◆ **WORK ORDER A**
In the passage below about Vasan's health department work, which companies does the City's February 2024 lawsuit name? List them all.
◆ **WORK ORDER B**
According to the passage below about Vasan's health department work, why did his agency launch the Center for Population Health Data Science in October 2023? Answer in one to three sentences.
◆ **WORK ORDER C**
Write the next part of the passage below about Vasan's health department work, picking up after its final sentence on medical debt.

◆ **EXERCISE PASSAGE**

- Opening Delimiter -

Vasan supported evidence in line with Surgeon General's Advisories on Social Media and Youth Mental Health, that social media had a measurable and detrimental impact on the mental health of young people. In the spring of 2023, his agency hosted a summit titled “Protecting Our Kids After the Pandemic: NYC's Role in the National Crisis of Social Media and Youth Mental Health.” The program brought together more than 100 experts as well as young people themselves, to develop local solutions to a national problem. The resulting report outlined a series of recommendations [ii] which later formed the basis of the City's February 2024 lawsuit against Meta, TikTok, YouTube and Snapchat. He also issued an Advisory declaring social media a public health crisis, mandating the Department of Health and Mental Hygiene to develop resources, supports and educational materials for parents, teachers, and young people on the risks of excessive or inappropriate use of social media, and recommending that all parents delay smartphones or other devices where social media is accessible until at least age 14.

==== Population health data and life expectancy ====
In October 2023, Vasan's agency launched the Center for Population Health Data Science to link data from public health, healthcare, and social service agencies and more fully measure the health of New Yorkers. The following month, the department launched HealthyNYC, a campaign aimed at increasing life expectancy to its highest-ever mark of 83 years old by 2030 by tackling these leading causes of preventable death. This agenda was later passed into local law, making HealthyNYC a permanent feature of city planning and specific roadmaps were published on how to achieve these goals. Vasan proposed that the program could be a model to address nationwide declines in life expectancy.

==== Healthcare affordability ====
Vasan oversaw the Department of Health's launch of the first municipal Office of Healthcare Accountability, promoting hospital price transparency for key services and procedures at NYC hospitals. In June 2023, Mayor Adams signed a law which allowing New Yorkers to compare costs charged by New York City hospitals for the same service. In January 2024, Vasan led an effort to cancel $2 billion in medical debt for 500,000 low-income New Yorkers over three years.

- Closing Delimiter -

◆ **MATERIAL SHOWN**
- Opening Delimiter -

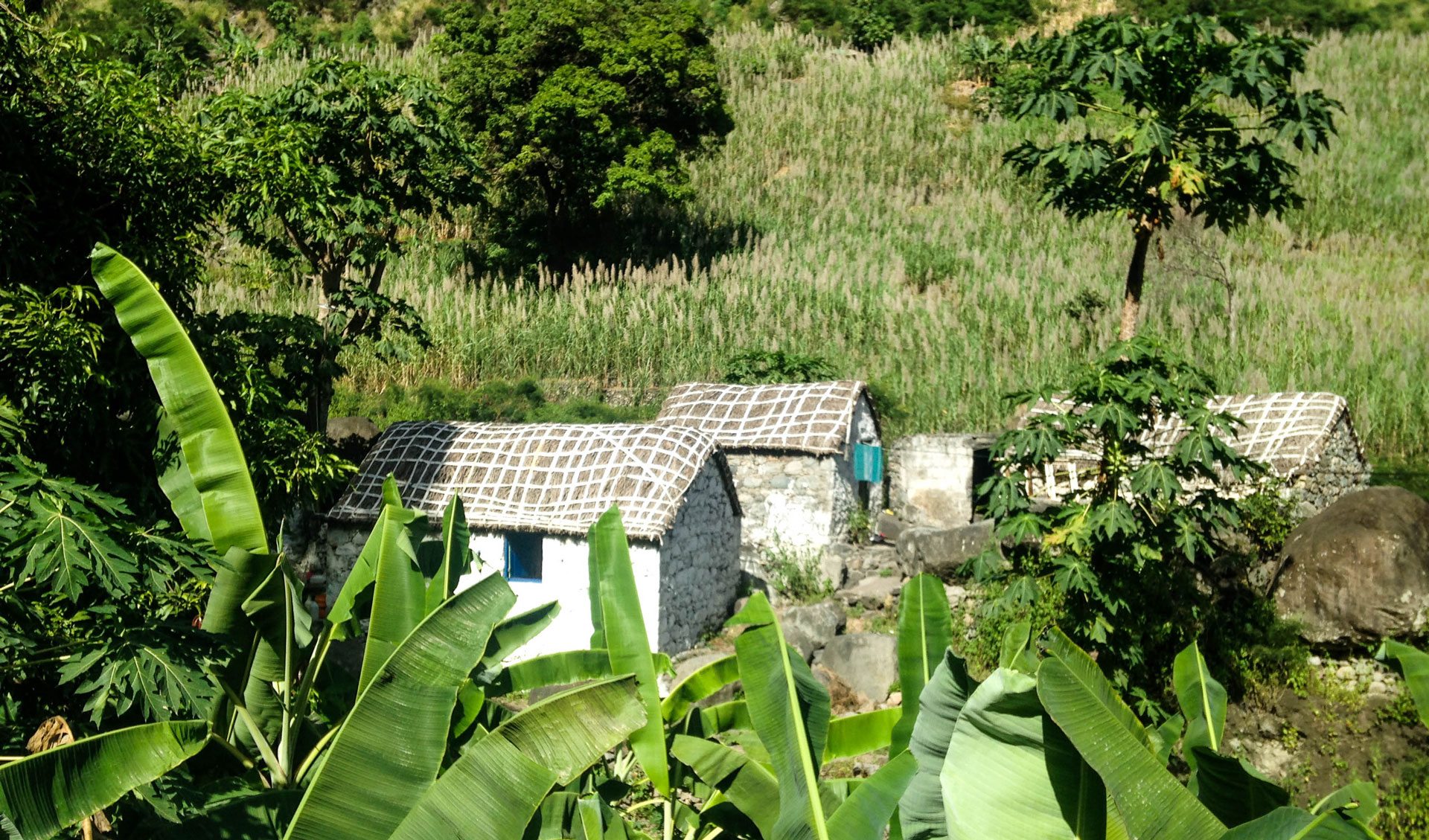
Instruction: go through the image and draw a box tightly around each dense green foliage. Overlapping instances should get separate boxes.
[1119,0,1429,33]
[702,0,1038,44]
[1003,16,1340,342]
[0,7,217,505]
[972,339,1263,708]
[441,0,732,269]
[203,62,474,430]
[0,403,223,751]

- Closing Delimiter -
- Opening Delimiter -

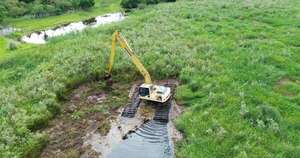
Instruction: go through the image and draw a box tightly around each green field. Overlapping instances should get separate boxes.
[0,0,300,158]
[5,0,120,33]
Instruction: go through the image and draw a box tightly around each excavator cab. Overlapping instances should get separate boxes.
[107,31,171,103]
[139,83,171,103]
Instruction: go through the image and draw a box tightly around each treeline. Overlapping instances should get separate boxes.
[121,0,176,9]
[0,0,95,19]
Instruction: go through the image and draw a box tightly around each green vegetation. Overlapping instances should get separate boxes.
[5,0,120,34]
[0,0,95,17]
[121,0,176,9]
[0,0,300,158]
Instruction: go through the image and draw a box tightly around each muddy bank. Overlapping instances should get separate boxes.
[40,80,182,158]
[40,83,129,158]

- Closing Delimiter -

◆ **RESPONSE BOX A**
Meta, TikTok, YouTube and Snapchat.

◆ **RESPONSE BOX B**
The agency launched the Center to link data from public health, healthcare, and social service agencies. The goal was to measure the health of New Yorkers more fully.

◆ **RESPONSE BOX C**
==== Resignation ====
On September 23, 2024, in the midst of the investigations into the Eric Adams administration, Vasan announced that he will leave his position as NYC Health Commissioner after a nearly three-year term, citing family reasons, and later moved up that date to October 18, citing "greater urgency". The Health Department and City Hall confirmed that his resignation was unrelated to the criminal investigation of Mayor Eric Adams. In an interview with The New York Times, Vasan was quoted as saying "I'm so far away from that world, and my focus has been on the health of the city."

== Academic career ==
Vasan was named as a Senior Leadership Fellow at the Harvard T.H. Chan School of Public Health in September 2024. That same month, he was named as a Distinguished Fellow at the School of Global Health at Meharry Medical College. He joined Yale School of Public Health in September 2025.

== Board service ==
Vasan has served on the boards of NYC Health+Hospitals, and Public Health Solutions.

He was also a member of the City & State advisory board.

Vasan was a signatory of Barak Obama's 2008 campaign health plan and an advisor to Pete Buttigieg's 2020 presidential campaign.

== Selection publications ==

- Mobile Mpox Vaccination in New York City Provided Flexible Community-Responsive Vaccine Access During the 2022 Global Mpox Emergency (2025)
- NYC's Overdose Prevention Centers: Data from the First Year of Supervised Consumption Services (2024)
- Ensuring Widespread and Equitable Access to Treatments for COVID-19 (2022)
- Trauma-Informed Care: a Strategy to Improve Primary Healthcare Engagement for Persons with Criminal Justice System Involvement (2019)
- Beyond hypertension: integrated cardiovascular care as a path to comprehensive primary care (2018)

== Personal life ==
Vasan lives in Brooklyn with his wife and three children.